_DESCRIPTION OF THE TASK_: Each entry needs to be retyped exactly.

Point localization data:
-- Opening Marker --

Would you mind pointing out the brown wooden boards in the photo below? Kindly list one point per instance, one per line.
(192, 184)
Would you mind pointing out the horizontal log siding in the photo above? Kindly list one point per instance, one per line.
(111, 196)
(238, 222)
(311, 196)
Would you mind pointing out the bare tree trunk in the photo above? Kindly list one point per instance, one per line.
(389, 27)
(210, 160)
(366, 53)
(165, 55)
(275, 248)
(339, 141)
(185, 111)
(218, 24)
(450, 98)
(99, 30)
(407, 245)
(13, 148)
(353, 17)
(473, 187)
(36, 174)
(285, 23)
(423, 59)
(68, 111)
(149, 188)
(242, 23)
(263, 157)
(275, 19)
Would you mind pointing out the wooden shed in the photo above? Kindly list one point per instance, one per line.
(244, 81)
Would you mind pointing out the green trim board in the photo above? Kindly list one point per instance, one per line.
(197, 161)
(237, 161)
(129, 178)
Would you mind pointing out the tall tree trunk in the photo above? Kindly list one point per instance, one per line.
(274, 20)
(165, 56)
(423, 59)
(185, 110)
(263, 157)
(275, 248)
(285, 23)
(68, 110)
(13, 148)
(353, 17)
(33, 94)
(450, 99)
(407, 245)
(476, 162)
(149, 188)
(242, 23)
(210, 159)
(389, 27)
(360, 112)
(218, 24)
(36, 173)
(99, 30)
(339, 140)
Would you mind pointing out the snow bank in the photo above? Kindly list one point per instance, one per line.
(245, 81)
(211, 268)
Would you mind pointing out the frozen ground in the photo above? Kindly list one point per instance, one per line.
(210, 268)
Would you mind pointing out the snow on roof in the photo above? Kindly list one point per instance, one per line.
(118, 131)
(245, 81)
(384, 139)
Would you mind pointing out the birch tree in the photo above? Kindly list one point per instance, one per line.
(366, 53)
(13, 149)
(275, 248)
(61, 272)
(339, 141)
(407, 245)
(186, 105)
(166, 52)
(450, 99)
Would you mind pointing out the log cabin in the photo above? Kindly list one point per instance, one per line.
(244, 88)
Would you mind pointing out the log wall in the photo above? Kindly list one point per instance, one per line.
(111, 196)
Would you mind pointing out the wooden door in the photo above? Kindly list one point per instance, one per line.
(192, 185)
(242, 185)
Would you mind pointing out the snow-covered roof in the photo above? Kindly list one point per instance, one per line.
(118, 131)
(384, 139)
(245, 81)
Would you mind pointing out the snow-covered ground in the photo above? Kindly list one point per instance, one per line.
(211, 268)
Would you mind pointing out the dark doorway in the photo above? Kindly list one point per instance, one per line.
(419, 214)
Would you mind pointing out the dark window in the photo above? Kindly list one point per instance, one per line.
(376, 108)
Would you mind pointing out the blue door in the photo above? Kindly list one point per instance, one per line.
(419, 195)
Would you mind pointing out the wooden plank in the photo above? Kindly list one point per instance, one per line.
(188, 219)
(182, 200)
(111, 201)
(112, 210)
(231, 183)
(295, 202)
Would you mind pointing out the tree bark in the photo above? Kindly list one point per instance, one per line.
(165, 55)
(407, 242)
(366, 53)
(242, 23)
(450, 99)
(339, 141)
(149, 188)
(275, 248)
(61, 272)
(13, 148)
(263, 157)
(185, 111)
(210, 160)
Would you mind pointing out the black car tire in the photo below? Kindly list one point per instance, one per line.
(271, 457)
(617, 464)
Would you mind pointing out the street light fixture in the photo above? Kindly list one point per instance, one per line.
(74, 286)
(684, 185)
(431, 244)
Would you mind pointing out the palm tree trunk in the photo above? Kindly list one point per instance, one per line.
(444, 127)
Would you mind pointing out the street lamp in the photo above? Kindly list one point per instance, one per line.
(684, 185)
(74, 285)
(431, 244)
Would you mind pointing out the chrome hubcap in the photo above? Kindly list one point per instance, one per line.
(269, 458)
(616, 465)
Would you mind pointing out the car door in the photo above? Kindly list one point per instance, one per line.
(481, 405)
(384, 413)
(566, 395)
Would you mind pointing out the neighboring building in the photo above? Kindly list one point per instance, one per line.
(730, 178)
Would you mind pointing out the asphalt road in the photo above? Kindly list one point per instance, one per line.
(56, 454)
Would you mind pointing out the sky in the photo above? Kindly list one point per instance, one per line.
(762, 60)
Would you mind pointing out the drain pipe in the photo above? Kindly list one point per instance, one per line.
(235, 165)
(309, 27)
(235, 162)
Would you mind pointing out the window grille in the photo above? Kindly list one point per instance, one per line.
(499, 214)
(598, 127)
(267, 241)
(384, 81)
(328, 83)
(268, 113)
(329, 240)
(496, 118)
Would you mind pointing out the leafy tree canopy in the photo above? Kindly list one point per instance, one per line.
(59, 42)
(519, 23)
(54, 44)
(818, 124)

-- Closing Marker --

_SOLUTION_:
Would you mind pointing out the brown wooden boards in the photo below? Kindly list one point per instance, one per line.
(192, 184)
Would you mind pointing out the horizontal log siding in the photo above? Kindly list one point per instance, one per line.
(111, 196)
(238, 222)
(311, 196)
Would you mind pointing out the bare tree trunk in the photo above? Kindly list one point per instance, one per line.
(389, 27)
(210, 160)
(366, 53)
(165, 55)
(275, 248)
(339, 141)
(185, 111)
(218, 24)
(450, 98)
(99, 30)
(407, 245)
(13, 148)
(353, 17)
(473, 187)
(36, 174)
(285, 23)
(423, 59)
(68, 111)
(149, 188)
(242, 23)
(263, 157)
(275, 19)
Would you mind pointing out the wooden shed in the photo above? Kindly list one point per instance, one per line.
(244, 81)
Would you mind pointing out the green trim board in the photo above? Kindly list one point per instance, one per line.
(197, 161)
(237, 161)
(129, 178)
Would you mind pointing out the tall tree trunk in the photo above? Kindly list one point per instance, one per line.
(274, 20)
(165, 56)
(423, 59)
(185, 110)
(263, 157)
(275, 248)
(285, 23)
(68, 110)
(13, 148)
(353, 17)
(33, 94)
(450, 99)
(407, 245)
(476, 162)
(149, 188)
(242, 23)
(210, 159)
(389, 27)
(360, 112)
(218, 24)
(36, 173)
(99, 30)
(339, 140)
Would you mind pointing out the snow bank in the photo above? Kindly list one point per instance, one per line.
(245, 81)
(211, 268)
Would you mind pointing out the frozen ground in the photo above? Kindly list one point per instance, one per line.
(210, 268)
Would you mind pointing out the snow on roof in the photo above? Kindly list one point per instance, one per line.
(118, 131)
(245, 81)
(384, 139)
Would you mind pointing out the birch tree in the photo above? Kindly list one point per instance, one per line.
(366, 53)
(13, 149)
(275, 248)
(61, 272)
(339, 141)
(407, 245)
(186, 105)
(166, 52)
(450, 99)
Would you mind pointing out the log cabin in the photo above? Kindly list one point per instance, one per line.
(244, 88)
Would you mind pointing out the log wall in the photo above? Kindly list one point per instance, one per line.
(111, 196)
Would you mind pointing out the wooden door in the photo above? Kindly list one point per instance, one per line.
(192, 185)
(242, 185)
Would you mind pointing out the snow-covered roof in the photo above? Kindly list one point per instance, one per line.
(118, 131)
(384, 139)
(245, 81)
Would you mind pointing out the snow-covered ground in the photo above? Kindly list one point per instance, one per line.
(211, 268)
Would you mind pointing out the dark doorway in the photo above? Kindly list one point per instance, one per line.
(419, 214)
Would you mind pointing out the dark window in the photo above? Kindly list one point per instance, one per line.
(376, 108)
Would you mind pointing out the blue door in the photo above? Kindly list one point per instance, one per line.
(419, 195)
Would you mind pointing out the wooden plank in the photo above? Kindly list one point per instance, one per line.
(188, 219)
(182, 200)
(111, 201)
(112, 210)
(231, 183)
(295, 202)
Would you mind pointing out the tree bark in the photo above? Kindly list one point per instance, one per line.
(165, 55)
(407, 242)
(366, 53)
(242, 23)
(450, 99)
(339, 141)
(149, 188)
(275, 248)
(61, 272)
(13, 148)
(263, 157)
(185, 111)
(210, 160)
Would you mind pointing out the black car tire in the photo below? Kindly list one point per instance, one per line.
(271, 457)
(617, 464)
Would you mind pointing out the street light fixture in the photo above? Kindly list one point per instance, one per line.
(74, 286)
(684, 185)
(431, 244)
Would you mind pointing out the palm tree trunk in the photo above? Kindly list one point per instance, one per line.
(444, 127)
Would you mind pointing out the street lamp in the photo above? Kindly list one point per instance, one per line.
(684, 185)
(74, 285)
(431, 244)
Would you mind pointing out the chrome hubcap in the photo above? Kindly list one point per instance, one per line.
(269, 458)
(616, 465)
Would you mind pointing out the car door in the photo above? Kindly list one point per instance, one per line.
(481, 405)
(384, 413)
(566, 395)
Would you mind pointing out the neighboring building in the photo above? Kindly list one point per instance, one per line.
(730, 178)
Would you mind pointing out the asphalt road in the photo above? Kindly list one point per instance, one per line.
(56, 454)
Would you mind pointing out the sky in the photo above? Kindly list one point per instance, one per line.
(762, 60)
Would you mind pointing out the drain pipe in the photo above? Kindly list one point per instance, one per line.
(235, 165)
(309, 27)
(235, 162)
Would you mind pointing out the window grille in the photo above? Kindly list one point per instance, one per line.
(499, 214)
(598, 127)
(267, 241)
(384, 81)
(328, 83)
(268, 113)
(329, 240)
(496, 118)
Would you mind pointing out the leafy tree canopy in the photo above? Kindly list one point per instance, one per line.
(59, 42)
(519, 23)
(54, 44)
(818, 124)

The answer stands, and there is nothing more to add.